Gestellte Aufgabe
Setze den Artikel über den Rückzug der Antidiskriminierungsstelle des Bundes von der Plattform X nach seinem letzten Satz fort.

Zu lesender Text
☆ ☆ ☆ ☆

Rechtsdrall bei X: Antidiskriminierungsstelle verlässt Musks Plattform

Elon Musk hat nichts dagegen, wenn politische Gegner durch harte Pöbeleien vergrault werden. Zensur ist schlecht für sein Image. Foto: Courtesy Photo / CC0 1.0

Der Schritt wird mit Zunahme menschenfeindlicher Inhalte begründet. Jüdische Geistliche riefen zum Boykott auf. Was das Fass zum Überlaufen brachte.

Das rechte Lager auf der Plattform X, ehemals Twitter, dürfte es als Erfolg verbuchen: Die Antidiskriminierungsstelle des Bundes hat dort die Segel gestrichen – ihr Account wurde bereits gelöscht. Die Unabhängige Bundesbeauftragte für Antidiskriminierung, Ferda Ataman, begründete diesen Schritt am Mittwoch mit einem "enormen Anstieg von Trans- und Queerfeindlichkeit, Rassismus, Misogynie, Antisemitismus und anderen menschenfeindlichen Inhalten".

X sei deshalb "für eine öffentliche Stelle kein tragbares Umfeld mehr". Auch sei die Zahl der Hasskommentare so massiv angestiegen, dass die Antidiskriminierungsstelle dem nur noch mit einem hohen personellen Aufwand begegnen könne. "Es ist fraglich, ob das mit Steuermitteln noch zu rechtfertigen ist", erklärte Ataman. Außerdem stelle sich die Frage, welche Zielgruppen über X noch erreicht werden könnten.

Seit der Tech-Milliardär Elon Musk die Plattform vor knapp einem Jahr für 44 Milliarden US-Dollar gekauft hat, sehen sich Teile des linksliberalen und linken Publikums nach Alternativen um. Zunächst zogen einige auf die Plattform Mastodon um, neuerdings wird Bluesky empfohlen. Einige pflegen aber auch wegen der größeren Reichweite zunächst weiterhin ihre Accounts bei X.

☆ ☆ ☆ ☆

Bereitgestellte Einträge
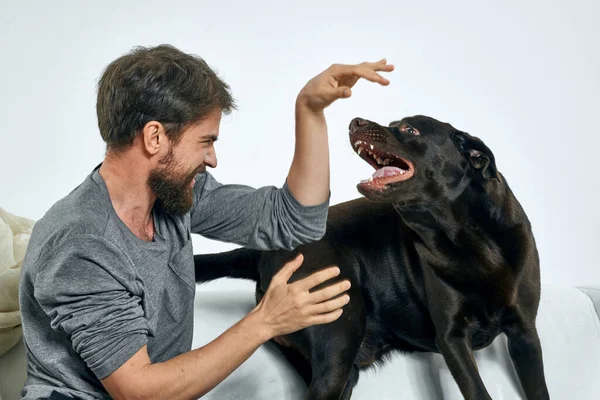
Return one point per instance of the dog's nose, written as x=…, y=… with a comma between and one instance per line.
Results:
x=356, y=123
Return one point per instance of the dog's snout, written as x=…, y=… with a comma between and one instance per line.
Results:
x=356, y=123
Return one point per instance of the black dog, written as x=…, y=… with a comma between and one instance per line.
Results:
x=441, y=258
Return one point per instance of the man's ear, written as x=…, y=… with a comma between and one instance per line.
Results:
x=480, y=157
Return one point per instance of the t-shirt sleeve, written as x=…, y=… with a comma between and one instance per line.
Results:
x=266, y=218
x=88, y=289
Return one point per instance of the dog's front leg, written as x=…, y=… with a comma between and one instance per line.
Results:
x=459, y=357
x=526, y=354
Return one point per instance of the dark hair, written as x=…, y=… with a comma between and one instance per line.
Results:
x=158, y=83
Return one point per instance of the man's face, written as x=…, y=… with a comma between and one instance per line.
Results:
x=172, y=180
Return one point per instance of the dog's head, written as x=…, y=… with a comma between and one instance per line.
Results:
x=419, y=160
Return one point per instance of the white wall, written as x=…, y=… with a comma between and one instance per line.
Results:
x=523, y=76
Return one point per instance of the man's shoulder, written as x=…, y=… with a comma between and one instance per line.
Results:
x=84, y=211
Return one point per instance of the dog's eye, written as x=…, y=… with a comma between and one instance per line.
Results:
x=409, y=129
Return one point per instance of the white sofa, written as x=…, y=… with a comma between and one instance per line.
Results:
x=568, y=324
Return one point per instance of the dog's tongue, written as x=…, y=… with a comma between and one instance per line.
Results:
x=386, y=172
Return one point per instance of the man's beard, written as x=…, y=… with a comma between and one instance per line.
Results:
x=171, y=188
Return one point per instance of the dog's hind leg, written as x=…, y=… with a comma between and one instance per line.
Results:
x=526, y=354
x=352, y=381
x=332, y=362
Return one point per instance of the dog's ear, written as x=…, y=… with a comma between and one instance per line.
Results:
x=479, y=156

☆ ☆ ☆ ☆

Nachstehendes Ergebnis
Vor dem Eigentümerwechsel waren es vor allem staatsferne Linke, die damit rechnen mussten, bei Twitter übel beschimpft zu werden; und das teilweise auch von staatstragenden Linksliberalen auf Nato-Kurs. Zeitweise war "Lumpenpazifist" ein beliebter Hashtag. Inzwischen werden aber beide Gruppen vermehrt von Rechten und Ultrarechten angegriffen.

Musk begrüßt grundsätzlich, wenn mit allem aufgeräumt wird, was er als zu "woke" wahrnimmt: Wenn die Betreffenden durch harte Pöbeleien vergrault werden, muss der Rechtslibertäre nicht zu Zensurmaßnahmen greifen, um politische Gegner auf der Plattform loszuwerden. Auch das kam schon vor, Musk hob aber nach Kritik und einer von ihm gestarteten Umfrage die Sperrung zweier prominenter Journalisten wieder auf.

"Als staatliche Institution eine Vorbildfunktion"

Die Antidiskriminierungsstelle habe "als staatliche Institution eine Vorbildfunktion", befand Ataman. "Ministerien und staatliche Stellen sollten sich fragen, ob es weiterhin tragbar ist, auf einer Plattform zu bleiben, die zu einem Desinformations-Netzwerk geworden ist und dessen Eigentümer antisemitische, rassistische und populistische Inhalte verbreitet", so Ataman. Die Bundesministerien waren der indirekten Aufforderung am Donnerstagmorgen aber noch nicht gefolgt.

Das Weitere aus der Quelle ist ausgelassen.